=== Data ===

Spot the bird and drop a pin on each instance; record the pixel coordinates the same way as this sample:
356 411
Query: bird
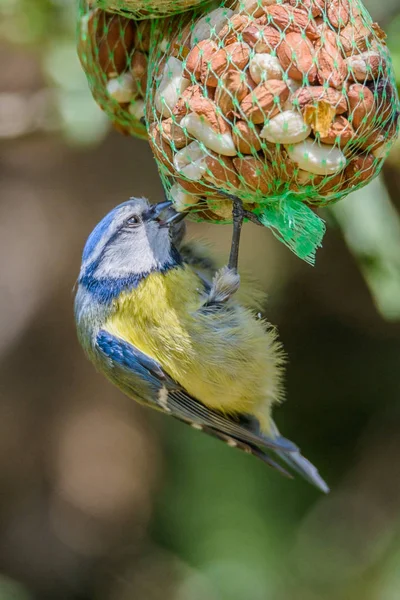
173 331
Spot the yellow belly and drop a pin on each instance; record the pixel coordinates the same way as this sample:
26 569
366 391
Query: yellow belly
225 358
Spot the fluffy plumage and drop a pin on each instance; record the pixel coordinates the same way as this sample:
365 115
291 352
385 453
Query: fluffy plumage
168 329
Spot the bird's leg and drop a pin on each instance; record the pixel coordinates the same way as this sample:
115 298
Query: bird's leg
226 281
237 216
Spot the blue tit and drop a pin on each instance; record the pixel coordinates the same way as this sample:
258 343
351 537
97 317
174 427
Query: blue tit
171 333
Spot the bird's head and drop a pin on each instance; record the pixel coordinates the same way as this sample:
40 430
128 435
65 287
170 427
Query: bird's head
134 239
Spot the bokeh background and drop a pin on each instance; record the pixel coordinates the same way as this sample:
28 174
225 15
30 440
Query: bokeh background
103 500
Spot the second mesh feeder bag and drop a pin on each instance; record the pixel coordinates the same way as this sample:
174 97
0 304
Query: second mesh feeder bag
113 51
285 105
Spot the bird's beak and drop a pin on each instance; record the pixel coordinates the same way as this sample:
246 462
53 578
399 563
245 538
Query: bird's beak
157 209
171 216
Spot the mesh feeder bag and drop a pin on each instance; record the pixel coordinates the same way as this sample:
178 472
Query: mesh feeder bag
288 106
149 9
113 51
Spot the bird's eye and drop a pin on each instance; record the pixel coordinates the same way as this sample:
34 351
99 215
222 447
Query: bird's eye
133 221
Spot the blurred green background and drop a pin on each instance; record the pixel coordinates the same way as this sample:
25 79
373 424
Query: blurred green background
103 500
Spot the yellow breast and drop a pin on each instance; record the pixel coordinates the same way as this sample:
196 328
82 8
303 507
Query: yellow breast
225 358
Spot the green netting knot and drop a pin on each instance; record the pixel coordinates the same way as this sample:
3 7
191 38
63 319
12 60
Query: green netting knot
296 225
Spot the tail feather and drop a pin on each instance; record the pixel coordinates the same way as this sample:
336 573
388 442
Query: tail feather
299 464
305 468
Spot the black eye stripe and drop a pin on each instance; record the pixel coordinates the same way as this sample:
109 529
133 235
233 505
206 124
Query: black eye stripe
133 221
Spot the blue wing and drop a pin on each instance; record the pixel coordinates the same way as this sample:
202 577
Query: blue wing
142 377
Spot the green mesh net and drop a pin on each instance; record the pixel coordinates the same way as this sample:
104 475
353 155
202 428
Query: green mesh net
286 105
113 51
149 9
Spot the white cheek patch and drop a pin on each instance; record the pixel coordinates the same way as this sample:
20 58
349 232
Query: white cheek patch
136 252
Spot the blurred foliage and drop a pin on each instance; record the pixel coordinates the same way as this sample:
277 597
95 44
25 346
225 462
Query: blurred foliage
102 500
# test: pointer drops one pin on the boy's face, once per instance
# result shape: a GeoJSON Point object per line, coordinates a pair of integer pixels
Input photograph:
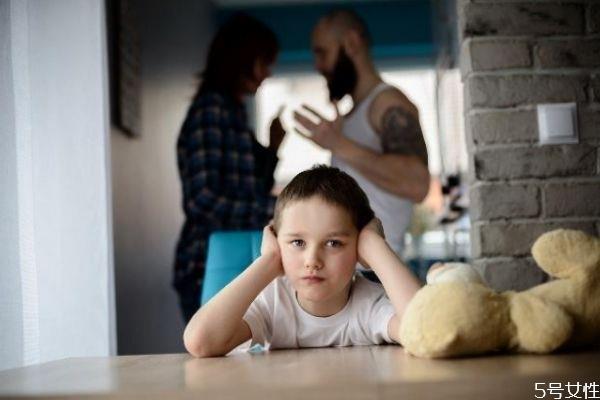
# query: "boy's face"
{"type": "Point", "coordinates": [318, 243]}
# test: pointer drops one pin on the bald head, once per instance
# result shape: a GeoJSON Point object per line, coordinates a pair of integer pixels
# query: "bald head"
{"type": "Point", "coordinates": [340, 21]}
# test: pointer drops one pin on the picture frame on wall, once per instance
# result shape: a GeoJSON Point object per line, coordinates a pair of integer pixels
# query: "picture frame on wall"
{"type": "Point", "coordinates": [125, 67]}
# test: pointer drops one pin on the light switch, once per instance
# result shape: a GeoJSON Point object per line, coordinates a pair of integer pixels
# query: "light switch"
{"type": "Point", "coordinates": [557, 123]}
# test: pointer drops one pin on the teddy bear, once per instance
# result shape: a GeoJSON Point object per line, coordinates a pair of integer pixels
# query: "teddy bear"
{"type": "Point", "coordinates": [456, 314]}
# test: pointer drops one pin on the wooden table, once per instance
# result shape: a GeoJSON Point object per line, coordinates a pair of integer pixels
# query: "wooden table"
{"type": "Point", "coordinates": [379, 372]}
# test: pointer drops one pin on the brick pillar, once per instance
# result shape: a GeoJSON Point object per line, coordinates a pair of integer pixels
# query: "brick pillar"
{"type": "Point", "coordinates": [515, 55]}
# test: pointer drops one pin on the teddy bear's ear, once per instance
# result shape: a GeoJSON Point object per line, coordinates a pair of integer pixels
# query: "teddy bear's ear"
{"type": "Point", "coordinates": [541, 326]}
{"type": "Point", "coordinates": [563, 251]}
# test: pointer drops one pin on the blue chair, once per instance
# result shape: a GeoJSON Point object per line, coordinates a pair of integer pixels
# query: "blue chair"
{"type": "Point", "coordinates": [229, 253]}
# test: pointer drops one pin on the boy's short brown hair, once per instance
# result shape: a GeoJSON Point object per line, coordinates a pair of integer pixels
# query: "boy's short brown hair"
{"type": "Point", "coordinates": [333, 186]}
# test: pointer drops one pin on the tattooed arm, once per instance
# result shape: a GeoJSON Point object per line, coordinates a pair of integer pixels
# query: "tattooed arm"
{"type": "Point", "coordinates": [402, 168]}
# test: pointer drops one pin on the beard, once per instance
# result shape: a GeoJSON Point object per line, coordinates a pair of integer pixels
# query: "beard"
{"type": "Point", "coordinates": [342, 80]}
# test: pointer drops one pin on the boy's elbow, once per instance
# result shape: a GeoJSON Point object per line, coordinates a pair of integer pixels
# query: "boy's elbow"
{"type": "Point", "coordinates": [198, 347]}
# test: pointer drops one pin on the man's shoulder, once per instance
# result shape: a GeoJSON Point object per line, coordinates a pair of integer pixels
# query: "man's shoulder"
{"type": "Point", "coordinates": [388, 99]}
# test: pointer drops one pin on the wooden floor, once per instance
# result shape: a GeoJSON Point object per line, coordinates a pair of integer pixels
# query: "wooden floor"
{"type": "Point", "coordinates": [379, 372]}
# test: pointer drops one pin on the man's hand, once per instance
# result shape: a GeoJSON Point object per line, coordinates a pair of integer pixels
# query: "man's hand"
{"type": "Point", "coordinates": [276, 132]}
{"type": "Point", "coordinates": [370, 234]}
{"type": "Point", "coordinates": [325, 133]}
{"type": "Point", "coordinates": [269, 247]}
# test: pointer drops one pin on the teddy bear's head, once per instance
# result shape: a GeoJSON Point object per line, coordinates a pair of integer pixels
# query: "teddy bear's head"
{"type": "Point", "coordinates": [458, 315]}
{"type": "Point", "coordinates": [460, 318]}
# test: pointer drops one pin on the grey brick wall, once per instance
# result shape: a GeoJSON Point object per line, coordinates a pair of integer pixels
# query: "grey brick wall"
{"type": "Point", "coordinates": [515, 55]}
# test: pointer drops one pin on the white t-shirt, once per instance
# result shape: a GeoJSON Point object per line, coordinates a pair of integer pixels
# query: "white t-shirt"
{"type": "Point", "coordinates": [276, 319]}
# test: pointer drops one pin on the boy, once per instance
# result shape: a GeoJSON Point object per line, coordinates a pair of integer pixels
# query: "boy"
{"type": "Point", "coordinates": [303, 291]}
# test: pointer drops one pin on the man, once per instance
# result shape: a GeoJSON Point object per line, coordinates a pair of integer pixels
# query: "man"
{"type": "Point", "coordinates": [379, 142]}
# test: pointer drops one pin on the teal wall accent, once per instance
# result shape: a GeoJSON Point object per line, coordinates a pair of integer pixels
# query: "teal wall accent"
{"type": "Point", "coordinates": [401, 30]}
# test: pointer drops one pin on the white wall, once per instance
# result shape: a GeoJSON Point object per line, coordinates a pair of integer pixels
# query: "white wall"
{"type": "Point", "coordinates": [56, 283]}
{"type": "Point", "coordinates": [146, 189]}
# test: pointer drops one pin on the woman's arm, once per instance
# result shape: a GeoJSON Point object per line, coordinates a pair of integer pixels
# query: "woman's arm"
{"type": "Point", "coordinates": [218, 327]}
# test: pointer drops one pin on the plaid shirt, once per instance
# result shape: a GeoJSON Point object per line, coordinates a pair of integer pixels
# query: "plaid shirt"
{"type": "Point", "coordinates": [226, 176]}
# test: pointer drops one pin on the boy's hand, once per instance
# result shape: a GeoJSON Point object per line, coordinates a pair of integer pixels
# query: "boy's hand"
{"type": "Point", "coordinates": [371, 233]}
{"type": "Point", "coordinates": [270, 248]}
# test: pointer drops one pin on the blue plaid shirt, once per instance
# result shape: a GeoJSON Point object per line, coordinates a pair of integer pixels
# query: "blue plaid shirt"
{"type": "Point", "coordinates": [226, 176]}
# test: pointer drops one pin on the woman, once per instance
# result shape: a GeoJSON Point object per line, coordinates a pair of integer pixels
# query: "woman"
{"type": "Point", "coordinates": [226, 174]}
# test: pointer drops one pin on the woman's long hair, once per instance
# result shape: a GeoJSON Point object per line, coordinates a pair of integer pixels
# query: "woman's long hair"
{"type": "Point", "coordinates": [238, 44]}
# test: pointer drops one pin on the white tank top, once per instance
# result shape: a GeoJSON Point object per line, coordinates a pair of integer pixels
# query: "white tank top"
{"type": "Point", "coordinates": [393, 211]}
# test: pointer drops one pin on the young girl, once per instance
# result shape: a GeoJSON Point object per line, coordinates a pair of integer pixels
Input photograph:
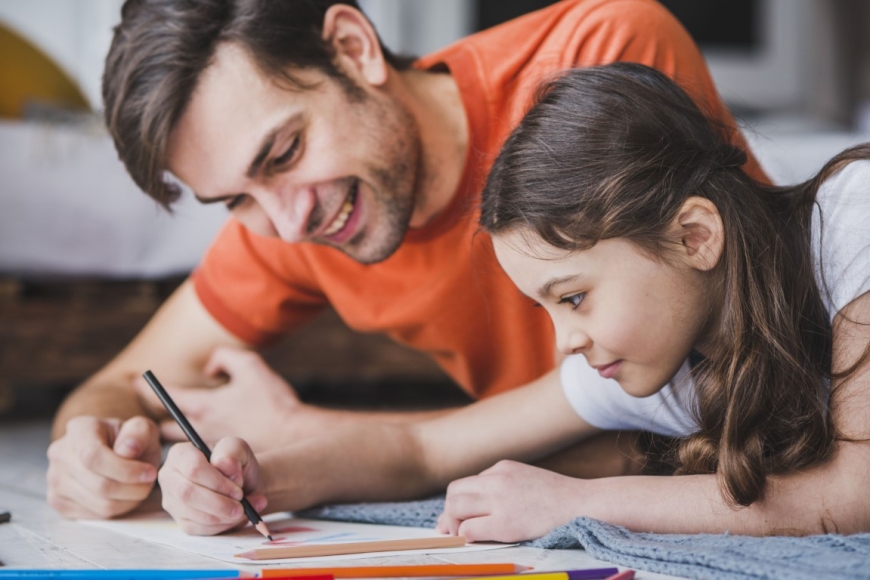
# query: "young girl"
{"type": "Point", "coordinates": [690, 301]}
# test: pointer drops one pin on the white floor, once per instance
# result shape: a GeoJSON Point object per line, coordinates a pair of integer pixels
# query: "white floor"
{"type": "Point", "coordinates": [37, 537]}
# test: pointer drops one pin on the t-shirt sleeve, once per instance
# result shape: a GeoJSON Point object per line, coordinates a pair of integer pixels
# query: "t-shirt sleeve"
{"type": "Point", "coordinates": [257, 288]}
{"type": "Point", "coordinates": [646, 33]}
{"type": "Point", "coordinates": [602, 403]}
{"type": "Point", "coordinates": [841, 236]}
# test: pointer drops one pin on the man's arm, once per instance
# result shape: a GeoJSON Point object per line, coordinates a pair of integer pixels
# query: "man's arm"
{"type": "Point", "coordinates": [103, 461]}
{"type": "Point", "coordinates": [369, 461]}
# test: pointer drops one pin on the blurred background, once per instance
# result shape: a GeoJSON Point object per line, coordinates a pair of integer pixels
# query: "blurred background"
{"type": "Point", "coordinates": [85, 258]}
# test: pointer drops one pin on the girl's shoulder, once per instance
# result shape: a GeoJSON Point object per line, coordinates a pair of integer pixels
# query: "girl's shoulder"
{"type": "Point", "coordinates": [841, 235]}
{"type": "Point", "coordinates": [847, 186]}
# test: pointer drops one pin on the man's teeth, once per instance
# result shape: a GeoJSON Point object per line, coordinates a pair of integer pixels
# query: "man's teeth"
{"type": "Point", "coordinates": [342, 216]}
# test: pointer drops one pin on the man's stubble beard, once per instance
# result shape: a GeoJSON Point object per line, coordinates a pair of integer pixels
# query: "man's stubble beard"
{"type": "Point", "coordinates": [396, 182]}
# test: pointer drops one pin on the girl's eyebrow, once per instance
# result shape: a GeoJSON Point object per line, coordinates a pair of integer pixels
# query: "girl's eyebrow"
{"type": "Point", "coordinates": [547, 288]}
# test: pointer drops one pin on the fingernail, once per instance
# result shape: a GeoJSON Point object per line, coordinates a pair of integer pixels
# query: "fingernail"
{"type": "Point", "coordinates": [130, 446]}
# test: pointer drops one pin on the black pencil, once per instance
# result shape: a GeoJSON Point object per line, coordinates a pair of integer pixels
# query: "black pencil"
{"type": "Point", "coordinates": [197, 441]}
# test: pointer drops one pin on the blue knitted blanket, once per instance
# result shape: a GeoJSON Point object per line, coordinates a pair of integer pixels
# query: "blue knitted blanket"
{"type": "Point", "coordinates": [703, 556]}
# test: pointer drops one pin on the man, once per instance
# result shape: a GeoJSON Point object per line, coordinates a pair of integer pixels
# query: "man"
{"type": "Point", "coordinates": [352, 177]}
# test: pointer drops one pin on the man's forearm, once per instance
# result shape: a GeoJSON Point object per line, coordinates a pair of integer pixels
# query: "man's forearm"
{"type": "Point", "coordinates": [100, 399]}
{"type": "Point", "coordinates": [308, 420]}
{"type": "Point", "coordinates": [366, 462]}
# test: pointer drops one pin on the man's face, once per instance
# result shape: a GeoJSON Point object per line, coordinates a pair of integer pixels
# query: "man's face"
{"type": "Point", "coordinates": [315, 165]}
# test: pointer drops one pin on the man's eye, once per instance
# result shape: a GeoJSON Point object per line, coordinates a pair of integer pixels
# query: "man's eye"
{"type": "Point", "coordinates": [236, 201]}
{"type": "Point", "coordinates": [287, 155]}
{"type": "Point", "coordinates": [574, 300]}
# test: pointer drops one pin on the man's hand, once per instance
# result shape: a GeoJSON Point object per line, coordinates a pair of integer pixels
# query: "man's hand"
{"type": "Point", "coordinates": [509, 502]}
{"type": "Point", "coordinates": [204, 497]}
{"type": "Point", "coordinates": [102, 468]}
{"type": "Point", "coordinates": [255, 403]}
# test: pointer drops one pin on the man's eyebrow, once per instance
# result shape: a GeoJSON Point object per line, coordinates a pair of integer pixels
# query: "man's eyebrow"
{"type": "Point", "coordinates": [208, 200]}
{"type": "Point", "coordinates": [265, 147]}
{"type": "Point", "coordinates": [544, 291]}
{"type": "Point", "coordinates": [267, 144]}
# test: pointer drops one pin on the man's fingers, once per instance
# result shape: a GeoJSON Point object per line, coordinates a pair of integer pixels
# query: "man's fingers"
{"type": "Point", "coordinates": [91, 453]}
{"type": "Point", "coordinates": [187, 463]}
{"type": "Point", "coordinates": [137, 438]}
{"type": "Point", "coordinates": [170, 431]}
{"type": "Point", "coordinates": [235, 459]}
{"type": "Point", "coordinates": [80, 501]}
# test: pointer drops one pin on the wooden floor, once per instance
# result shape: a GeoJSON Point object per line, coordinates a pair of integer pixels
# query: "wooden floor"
{"type": "Point", "coordinates": [37, 537]}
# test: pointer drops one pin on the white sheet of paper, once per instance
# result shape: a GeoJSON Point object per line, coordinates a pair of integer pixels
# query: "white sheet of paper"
{"type": "Point", "coordinates": [286, 531]}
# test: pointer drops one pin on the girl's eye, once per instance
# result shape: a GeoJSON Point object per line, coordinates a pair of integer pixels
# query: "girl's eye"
{"type": "Point", "coordinates": [285, 157]}
{"type": "Point", "coordinates": [574, 300]}
{"type": "Point", "coordinates": [236, 201]}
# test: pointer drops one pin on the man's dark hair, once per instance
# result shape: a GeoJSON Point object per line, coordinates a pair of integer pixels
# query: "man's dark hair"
{"type": "Point", "coordinates": [161, 48]}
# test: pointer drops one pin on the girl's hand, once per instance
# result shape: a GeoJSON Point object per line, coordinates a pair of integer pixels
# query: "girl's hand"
{"type": "Point", "coordinates": [204, 498]}
{"type": "Point", "coordinates": [509, 502]}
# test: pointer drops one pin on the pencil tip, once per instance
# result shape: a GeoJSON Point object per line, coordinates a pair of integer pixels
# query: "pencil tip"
{"type": "Point", "coordinates": [264, 529]}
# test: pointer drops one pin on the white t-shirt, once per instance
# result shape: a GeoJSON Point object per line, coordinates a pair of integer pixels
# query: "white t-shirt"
{"type": "Point", "coordinates": [840, 236]}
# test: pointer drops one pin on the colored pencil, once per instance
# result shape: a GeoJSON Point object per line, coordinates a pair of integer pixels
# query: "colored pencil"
{"type": "Point", "coordinates": [353, 548]}
{"type": "Point", "coordinates": [197, 441]}
{"type": "Point", "coordinates": [132, 574]}
{"type": "Point", "coordinates": [407, 571]}
{"type": "Point", "coordinates": [587, 574]}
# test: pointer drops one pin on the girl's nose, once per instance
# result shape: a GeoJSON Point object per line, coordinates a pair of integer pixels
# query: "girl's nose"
{"type": "Point", "coordinates": [572, 340]}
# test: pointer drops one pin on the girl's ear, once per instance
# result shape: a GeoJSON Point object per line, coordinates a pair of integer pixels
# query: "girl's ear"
{"type": "Point", "coordinates": [356, 45]}
{"type": "Point", "coordinates": [699, 229]}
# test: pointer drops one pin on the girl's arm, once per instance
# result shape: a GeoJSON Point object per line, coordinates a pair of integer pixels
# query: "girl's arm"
{"type": "Point", "coordinates": [370, 461]}
{"type": "Point", "coordinates": [410, 460]}
{"type": "Point", "coordinates": [833, 497]}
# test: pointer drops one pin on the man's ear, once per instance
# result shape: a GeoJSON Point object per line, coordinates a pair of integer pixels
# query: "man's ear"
{"type": "Point", "coordinates": [356, 45]}
{"type": "Point", "coordinates": [699, 228]}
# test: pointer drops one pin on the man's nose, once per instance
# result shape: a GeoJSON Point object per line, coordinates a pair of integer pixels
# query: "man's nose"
{"type": "Point", "coordinates": [288, 209]}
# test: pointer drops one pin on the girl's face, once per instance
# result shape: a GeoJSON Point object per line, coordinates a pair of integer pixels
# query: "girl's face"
{"type": "Point", "coordinates": [634, 318]}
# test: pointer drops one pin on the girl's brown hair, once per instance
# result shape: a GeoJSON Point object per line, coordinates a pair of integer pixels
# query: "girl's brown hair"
{"type": "Point", "coordinates": [613, 152]}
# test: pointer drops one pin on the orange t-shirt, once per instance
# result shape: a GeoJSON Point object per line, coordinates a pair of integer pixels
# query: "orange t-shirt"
{"type": "Point", "coordinates": [443, 292]}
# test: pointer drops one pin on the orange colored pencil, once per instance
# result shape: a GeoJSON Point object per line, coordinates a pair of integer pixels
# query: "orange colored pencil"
{"type": "Point", "coordinates": [408, 571]}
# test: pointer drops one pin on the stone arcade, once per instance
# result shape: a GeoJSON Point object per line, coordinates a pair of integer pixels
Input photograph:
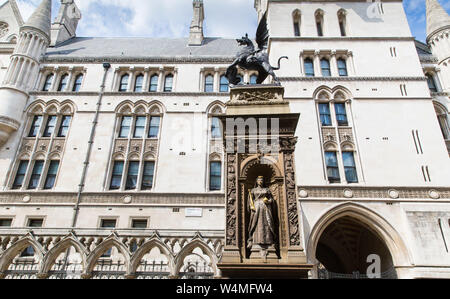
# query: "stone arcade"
{"type": "Point", "coordinates": [113, 162]}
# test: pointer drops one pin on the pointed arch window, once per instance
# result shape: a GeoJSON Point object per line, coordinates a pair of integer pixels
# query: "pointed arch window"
{"type": "Point", "coordinates": [296, 21]}
{"type": "Point", "coordinates": [63, 83]}
{"type": "Point", "coordinates": [342, 17]}
{"type": "Point", "coordinates": [309, 67]}
{"type": "Point", "coordinates": [350, 167]}
{"type": "Point", "coordinates": [332, 167]}
{"type": "Point", "coordinates": [35, 126]}
{"type": "Point", "coordinates": [124, 83]}
{"type": "Point", "coordinates": [342, 67]}
{"type": "Point", "coordinates": [36, 174]}
{"type": "Point", "coordinates": [116, 178]}
{"type": "Point", "coordinates": [51, 175]}
{"type": "Point", "coordinates": [139, 83]}
{"type": "Point", "coordinates": [48, 82]}
{"type": "Point", "coordinates": [168, 83]}
{"type": "Point", "coordinates": [148, 174]}
{"type": "Point", "coordinates": [209, 83]}
{"type": "Point", "coordinates": [154, 83]}
{"type": "Point", "coordinates": [224, 84]}
{"type": "Point", "coordinates": [215, 178]}
{"type": "Point", "coordinates": [325, 66]}
{"type": "Point", "coordinates": [77, 83]}
{"type": "Point", "coordinates": [132, 175]}
{"type": "Point", "coordinates": [20, 175]}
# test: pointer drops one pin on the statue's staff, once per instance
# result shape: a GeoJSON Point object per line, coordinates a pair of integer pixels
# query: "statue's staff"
{"type": "Point", "coordinates": [252, 203]}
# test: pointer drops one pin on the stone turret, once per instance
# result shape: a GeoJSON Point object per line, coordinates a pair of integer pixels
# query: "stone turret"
{"type": "Point", "coordinates": [23, 70]}
{"type": "Point", "coordinates": [196, 33]}
{"type": "Point", "coordinates": [438, 31]}
{"type": "Point", "coordinates": [65, 25]}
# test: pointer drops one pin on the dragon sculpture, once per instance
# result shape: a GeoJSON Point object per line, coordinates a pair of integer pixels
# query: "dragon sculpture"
{"type": "Point", "coordinates": [248, 58]}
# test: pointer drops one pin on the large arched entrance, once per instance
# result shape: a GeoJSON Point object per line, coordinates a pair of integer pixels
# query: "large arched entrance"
{"type": "Point", "coordinates": [344, 247]}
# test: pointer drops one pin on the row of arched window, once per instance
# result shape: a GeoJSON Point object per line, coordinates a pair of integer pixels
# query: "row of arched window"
{"type": "Point", "coordinates": [319, 19]}
{"type": "Point", "coordinates": [139, 83]}
{"type": "Point", "coordinates": [325, 67]}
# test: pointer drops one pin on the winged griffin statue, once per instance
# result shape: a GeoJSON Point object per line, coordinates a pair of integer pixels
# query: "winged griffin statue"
{"type": "Point", "coordinates": [248, 58]}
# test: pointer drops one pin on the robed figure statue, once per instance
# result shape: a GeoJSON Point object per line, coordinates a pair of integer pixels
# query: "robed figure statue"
{"type": "Point", "coordinates": [262, 228]}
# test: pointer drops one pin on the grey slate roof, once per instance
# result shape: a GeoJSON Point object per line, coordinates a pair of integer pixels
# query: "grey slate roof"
{"type": "Point", "coordinates": [87, 47]}
{"type": "Point", "coordinates": [437, 17]}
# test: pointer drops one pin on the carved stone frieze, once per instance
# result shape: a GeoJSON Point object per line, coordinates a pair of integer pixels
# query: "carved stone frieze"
{"type": "Point", "coordinates": [231, 200]}
{"type": "Point", "coordinates": [291, 196]}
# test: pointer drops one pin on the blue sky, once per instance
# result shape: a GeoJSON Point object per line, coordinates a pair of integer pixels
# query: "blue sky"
{"type": "Point", "coordinates": [171, 18]}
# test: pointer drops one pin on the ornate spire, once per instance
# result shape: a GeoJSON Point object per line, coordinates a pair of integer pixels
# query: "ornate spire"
{"type": "Point", "coordinates": [41, 18]}
{"type": "Point", "coordinates": [437, 17]}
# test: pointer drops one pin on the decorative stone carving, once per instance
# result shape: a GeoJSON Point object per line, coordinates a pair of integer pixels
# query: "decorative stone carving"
{"type": "Point", "coordinates": [294, 234]}
{"type": "Point", "coordinates": [4, 28]}
{"type": "Point", "coordinates": [394, 194]}
{"type": "Point", "coordinates": [348, 193]}
{"type": "Point", "coordinates": [434, 194]}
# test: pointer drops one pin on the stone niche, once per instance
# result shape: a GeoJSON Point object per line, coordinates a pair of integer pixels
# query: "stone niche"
{"type": "Point", "coordinates": [259, 140]}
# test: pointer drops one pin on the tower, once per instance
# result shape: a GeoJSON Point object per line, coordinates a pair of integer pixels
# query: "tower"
{"type": "Point", "coordinates": [196, 32]}
{"type": "Point", "coordinates": [23, 69]}
{"type": "Point", "coordinates": [66, 22]}
{"type": "Point", "coordinates": [438, 30]}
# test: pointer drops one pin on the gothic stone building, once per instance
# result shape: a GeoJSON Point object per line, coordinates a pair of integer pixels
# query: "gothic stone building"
{"type": "Point", "coordinates": [112, 163]}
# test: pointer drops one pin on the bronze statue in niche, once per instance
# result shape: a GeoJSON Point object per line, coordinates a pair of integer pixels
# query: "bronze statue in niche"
{"type": "Point", "coordinates": [262, 227]}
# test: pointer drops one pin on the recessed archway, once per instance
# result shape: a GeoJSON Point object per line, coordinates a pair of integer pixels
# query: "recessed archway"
{"type": "Point", "coordinates": [345, 245]}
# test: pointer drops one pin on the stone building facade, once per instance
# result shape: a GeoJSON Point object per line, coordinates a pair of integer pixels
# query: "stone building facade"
{"type": "Point", "coordinates": [112, 162]}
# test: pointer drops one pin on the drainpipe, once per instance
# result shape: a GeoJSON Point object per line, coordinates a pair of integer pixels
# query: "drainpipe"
{"type": "Point", "coordinates": [106, 67]}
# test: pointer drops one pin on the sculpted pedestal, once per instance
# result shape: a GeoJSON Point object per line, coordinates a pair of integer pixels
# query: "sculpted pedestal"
{"type": "Point", "coordinates": [259, 137]}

===

- _What you should do_:
Starting from the line containing "# test: pointer drops one pin on the recessed" and ending with the final line of the data, reproduce each line exactly as it appears, including no other lines.

- _Final answer_:
# test: pointer drops one pin on the recessed archway, once per instance
# result shape: a GeoJSON Point object per line, coordinates a pair of integer pixels
# query: "recessed archway"
{"type": "Point", "coordinates": [345, 245]}
# test: pointer drops one pin on the stone building facade, once per instance
# result shape: a GeoJSON Point object per line, coordinates a pair of integer pixels
# query: "stone building facade"
{"type": "Point", "coordinates": [112, 162]}
# test: pointer drops one pin on the drainpipe, once per instance
# result shape: a GeoJSON Point object per line, coordinates a pair of integer pixels
# query: "drainpipe"
{"type": "Point", "coordinates": [106, 67]}
# test: pointer drops one pin on the sculpted pedestal, once per instance
# result shape: a GeoJSON Point object per line, coordinates a pair of integer pixels
# query: "sculpted pedestal"
{"type": "Point", "coordinates": [259, 137]}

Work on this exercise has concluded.